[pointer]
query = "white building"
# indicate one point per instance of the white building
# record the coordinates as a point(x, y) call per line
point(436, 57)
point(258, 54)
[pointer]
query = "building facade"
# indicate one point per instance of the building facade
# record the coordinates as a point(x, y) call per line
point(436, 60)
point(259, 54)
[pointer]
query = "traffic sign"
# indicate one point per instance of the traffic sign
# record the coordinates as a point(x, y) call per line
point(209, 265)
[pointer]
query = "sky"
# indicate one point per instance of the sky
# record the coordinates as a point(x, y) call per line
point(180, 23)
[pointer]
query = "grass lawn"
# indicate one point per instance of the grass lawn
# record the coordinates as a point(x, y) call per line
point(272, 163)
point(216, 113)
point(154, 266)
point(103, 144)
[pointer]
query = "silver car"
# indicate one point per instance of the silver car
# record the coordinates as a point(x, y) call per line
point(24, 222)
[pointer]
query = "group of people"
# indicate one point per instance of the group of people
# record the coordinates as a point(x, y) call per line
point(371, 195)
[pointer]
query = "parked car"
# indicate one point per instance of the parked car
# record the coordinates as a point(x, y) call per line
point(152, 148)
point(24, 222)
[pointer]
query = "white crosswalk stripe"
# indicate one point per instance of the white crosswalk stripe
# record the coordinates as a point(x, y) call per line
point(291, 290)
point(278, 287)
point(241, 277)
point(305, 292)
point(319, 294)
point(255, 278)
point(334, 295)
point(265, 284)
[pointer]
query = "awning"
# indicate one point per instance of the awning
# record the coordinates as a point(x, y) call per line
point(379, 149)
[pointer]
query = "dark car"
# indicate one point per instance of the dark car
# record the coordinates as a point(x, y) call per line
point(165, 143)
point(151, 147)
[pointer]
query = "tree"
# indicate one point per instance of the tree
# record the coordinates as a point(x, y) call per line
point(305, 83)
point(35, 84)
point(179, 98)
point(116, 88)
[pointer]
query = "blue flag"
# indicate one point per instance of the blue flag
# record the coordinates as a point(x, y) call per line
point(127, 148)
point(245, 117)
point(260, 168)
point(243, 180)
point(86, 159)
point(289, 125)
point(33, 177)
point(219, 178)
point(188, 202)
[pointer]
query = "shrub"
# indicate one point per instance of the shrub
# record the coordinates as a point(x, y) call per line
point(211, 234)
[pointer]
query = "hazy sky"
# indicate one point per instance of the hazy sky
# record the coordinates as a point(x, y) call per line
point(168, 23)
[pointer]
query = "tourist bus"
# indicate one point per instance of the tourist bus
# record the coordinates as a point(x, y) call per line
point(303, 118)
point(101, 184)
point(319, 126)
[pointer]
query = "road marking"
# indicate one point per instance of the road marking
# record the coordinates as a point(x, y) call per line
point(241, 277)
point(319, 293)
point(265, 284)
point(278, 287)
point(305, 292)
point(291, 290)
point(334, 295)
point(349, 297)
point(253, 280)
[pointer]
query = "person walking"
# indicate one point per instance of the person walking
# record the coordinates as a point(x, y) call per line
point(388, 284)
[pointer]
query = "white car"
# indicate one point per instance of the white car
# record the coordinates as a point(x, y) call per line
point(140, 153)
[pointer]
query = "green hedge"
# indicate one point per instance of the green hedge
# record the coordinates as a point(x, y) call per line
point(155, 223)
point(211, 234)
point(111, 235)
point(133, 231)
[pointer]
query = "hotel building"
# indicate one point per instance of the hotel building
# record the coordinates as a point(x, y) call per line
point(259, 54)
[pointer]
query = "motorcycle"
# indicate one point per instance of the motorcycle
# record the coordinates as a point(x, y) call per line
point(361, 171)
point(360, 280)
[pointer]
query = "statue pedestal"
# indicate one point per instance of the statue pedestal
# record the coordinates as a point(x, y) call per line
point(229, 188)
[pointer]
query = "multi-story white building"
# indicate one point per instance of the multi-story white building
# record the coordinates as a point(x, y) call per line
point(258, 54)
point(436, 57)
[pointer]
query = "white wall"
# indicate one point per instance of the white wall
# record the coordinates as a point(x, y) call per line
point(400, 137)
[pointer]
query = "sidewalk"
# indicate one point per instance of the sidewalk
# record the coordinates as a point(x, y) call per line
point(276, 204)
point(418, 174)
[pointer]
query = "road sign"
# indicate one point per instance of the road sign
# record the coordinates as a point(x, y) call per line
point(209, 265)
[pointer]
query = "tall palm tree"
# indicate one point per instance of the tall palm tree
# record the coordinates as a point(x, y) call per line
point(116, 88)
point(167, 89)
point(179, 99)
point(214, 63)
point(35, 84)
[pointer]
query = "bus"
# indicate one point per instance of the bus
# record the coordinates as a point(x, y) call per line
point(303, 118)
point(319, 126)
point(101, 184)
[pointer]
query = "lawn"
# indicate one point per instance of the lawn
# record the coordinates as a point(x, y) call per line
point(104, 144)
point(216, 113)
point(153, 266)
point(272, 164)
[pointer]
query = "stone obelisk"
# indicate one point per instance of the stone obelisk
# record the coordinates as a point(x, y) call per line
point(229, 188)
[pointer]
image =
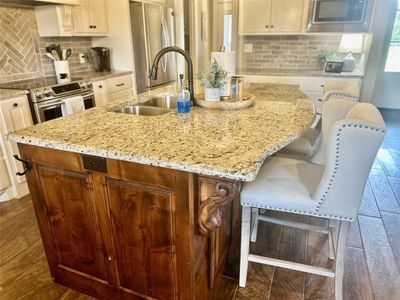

════════════════

Pick out every line of the entries above that contains the word "story", and copy each one in full.

query = "multi-story white building"
# indicate one point per instance of the multi-story white building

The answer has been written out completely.